Problem requirements » Reproduce word for word the passage of the Dubai real estate article below that begins with "Dubai is world’s" and ends with "Kong ranking higher.".
Study text START
Dubai is world’s fourth most active luxury real estate market
Dubai’s property market is buoyant. Driven by its economic recovery from the coronavirus pandemic due to higher oil prices, government policies, and changes to visa rules, sales of prime properties continue to pick up.
Racking up 219 sales of properties worth $10 million or more last year, Dubai has been ranked as the world’s fourth most active market in the luxury residential segment, slightly behind New York (244), Los Angeles (225), and London (223), according to the 2023 Wealth Report from international real estate consultant Knight Frank.
It is also the fifth most active city for sales of homes priced above $25 million, with the same three cities plus Hong Kong ranking higher.
“Dubai has arrived. The emirate has taken its place among long-established hub cities as one of the world’s most sought-after luxury residential markets,” said Faisal Durrani, partner and head of Middle East research at Knight Franks Middle East said.
Durrani, however, drew attention to the fact that there is undersupply in Dubai’s luxury housing market.
“Eight new villas are expected in the city’s prime neighborhoods until 2025. But the fact that it is more affordable than its global counterparts also adds to the overall appeal of owning a home in Dubai amongst the world’s elite,” he added.
According to Durrani, $1 million buys 1,130 square feet of space in Dubai’s upscale residential neighborhoods, nearly five times as much as Hong Kong and three times as much as London or Singapore.
“With the strongest prime residential growth rate in the world forecast this year at 13.5%, Dubai’s market still represents outstanding relative value. This value continues to drive UHNWI buyers into our market, most of whom are seeking a sun-sand-sea lifestyle that is now synonymous with Dubai,” said Andrew Cummings, partner and head of prime residential at Knight Frank Middle East.
In 2022, investment was resurgent from the UK, India, and Europe. Cummings added that Chinese investors had bounced back post-pandemic, making Middle East residential investments lucrative.
Study text END
Data to examine START
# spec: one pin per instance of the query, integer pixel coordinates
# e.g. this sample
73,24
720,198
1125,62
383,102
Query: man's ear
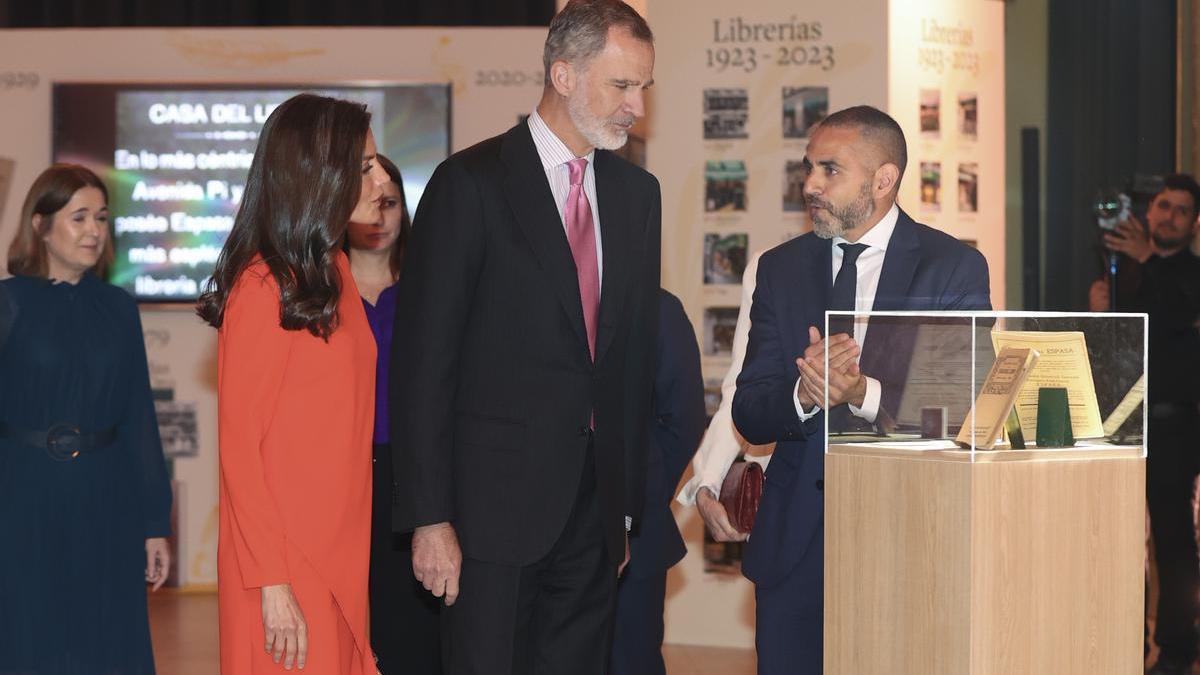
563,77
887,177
Data to examine END
Data to examine START
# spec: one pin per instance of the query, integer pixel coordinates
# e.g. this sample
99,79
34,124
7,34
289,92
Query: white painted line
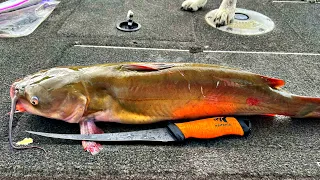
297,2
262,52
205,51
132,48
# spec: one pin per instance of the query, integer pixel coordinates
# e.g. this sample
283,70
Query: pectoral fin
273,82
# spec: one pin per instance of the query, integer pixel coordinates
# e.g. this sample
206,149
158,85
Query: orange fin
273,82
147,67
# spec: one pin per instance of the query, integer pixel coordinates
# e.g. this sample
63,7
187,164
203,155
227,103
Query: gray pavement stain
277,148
Data to examine END
Solution to this problem »
Dubai is world’s fourth most active luxury real estate market
Dubai’s property market is buoyant. Driven by its economic recovery from the coronavirus pandemic due to higher oil prices, government policies, and changes to visa rules, sales of prime properties continue to pick up.
Racking up 219 sales of properties worth $10 million or more last year, Dubai has been ranked as the world’s fourth most active market in the luxury residential segment, slightly behind New York (244), Los Angeles (225), and London (223), according to the 2023 Wealth Report from international real estate consultant Knight Frank.
It is also the fifth most active city for sales of homes priced above $25 million, with the same three cities plus Hong Kong ranking higher.